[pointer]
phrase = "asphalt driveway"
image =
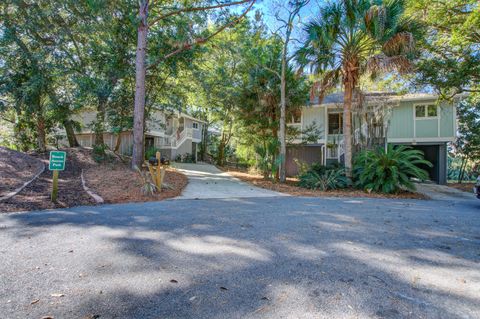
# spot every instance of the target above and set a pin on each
(207, 181)
(273, 257)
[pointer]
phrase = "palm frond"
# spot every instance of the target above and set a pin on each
(400, 43)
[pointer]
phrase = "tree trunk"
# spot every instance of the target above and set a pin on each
(118, 142)
(72, 139)
(41, 134)
(283, 146)
(140, 71)
(100, 122)
(347, 127)
(204, 144)
(221, 151)
(462, 170)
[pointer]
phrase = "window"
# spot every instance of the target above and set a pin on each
(425, 111)
(420, 111)
(295, 117)
(335, 123)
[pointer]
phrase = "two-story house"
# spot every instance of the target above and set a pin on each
(417, 120)
(173, 133)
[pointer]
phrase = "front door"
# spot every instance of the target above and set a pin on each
(149, 142)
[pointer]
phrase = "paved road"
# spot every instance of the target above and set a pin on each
(443, 192)
(275, 257)
(207, 181)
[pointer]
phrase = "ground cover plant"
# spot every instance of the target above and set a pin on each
(389, 170)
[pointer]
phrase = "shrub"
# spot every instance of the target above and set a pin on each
(185, 158)
(324, 178)
(388, 171)
(100, 153)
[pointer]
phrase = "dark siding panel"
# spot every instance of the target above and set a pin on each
(307, 154)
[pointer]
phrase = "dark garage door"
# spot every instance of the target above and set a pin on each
(435, 154)
(307, 154)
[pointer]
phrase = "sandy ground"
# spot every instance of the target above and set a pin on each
(291, 188)
(16, 168)
(119, 184)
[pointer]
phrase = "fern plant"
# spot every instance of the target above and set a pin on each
(324, 179)
(387, 171)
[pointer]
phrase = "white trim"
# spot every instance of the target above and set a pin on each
(438, 117)
(421, 140)
(426, 117)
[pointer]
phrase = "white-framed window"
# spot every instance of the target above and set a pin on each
(295, 117)
(335, 123)
(425, 111)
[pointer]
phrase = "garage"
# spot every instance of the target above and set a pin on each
(305, 153)
(437, 155)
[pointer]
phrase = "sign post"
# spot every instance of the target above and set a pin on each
(55, 164)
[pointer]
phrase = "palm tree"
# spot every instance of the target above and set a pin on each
(351, 38)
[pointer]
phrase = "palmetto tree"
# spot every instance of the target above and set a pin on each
(351, 38)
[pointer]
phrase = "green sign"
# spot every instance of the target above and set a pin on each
(57, 161)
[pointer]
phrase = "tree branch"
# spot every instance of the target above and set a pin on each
(187, 46)
(192, 9)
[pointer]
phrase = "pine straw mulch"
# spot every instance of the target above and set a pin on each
(291, 188)
(16, 168)
(36, 196)
(114, 181)
(118, 184)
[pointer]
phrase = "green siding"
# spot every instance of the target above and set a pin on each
(426, 128)
(401, 121)
(317, 115)
(447, 120)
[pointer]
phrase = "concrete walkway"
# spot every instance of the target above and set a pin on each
(443, 192)
(207, 181)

Description of the task -> Search the listing for the string "door". Copy each line where it is found.

Exercise solution ->
phrase = "front door"
phrase = "dark garage door"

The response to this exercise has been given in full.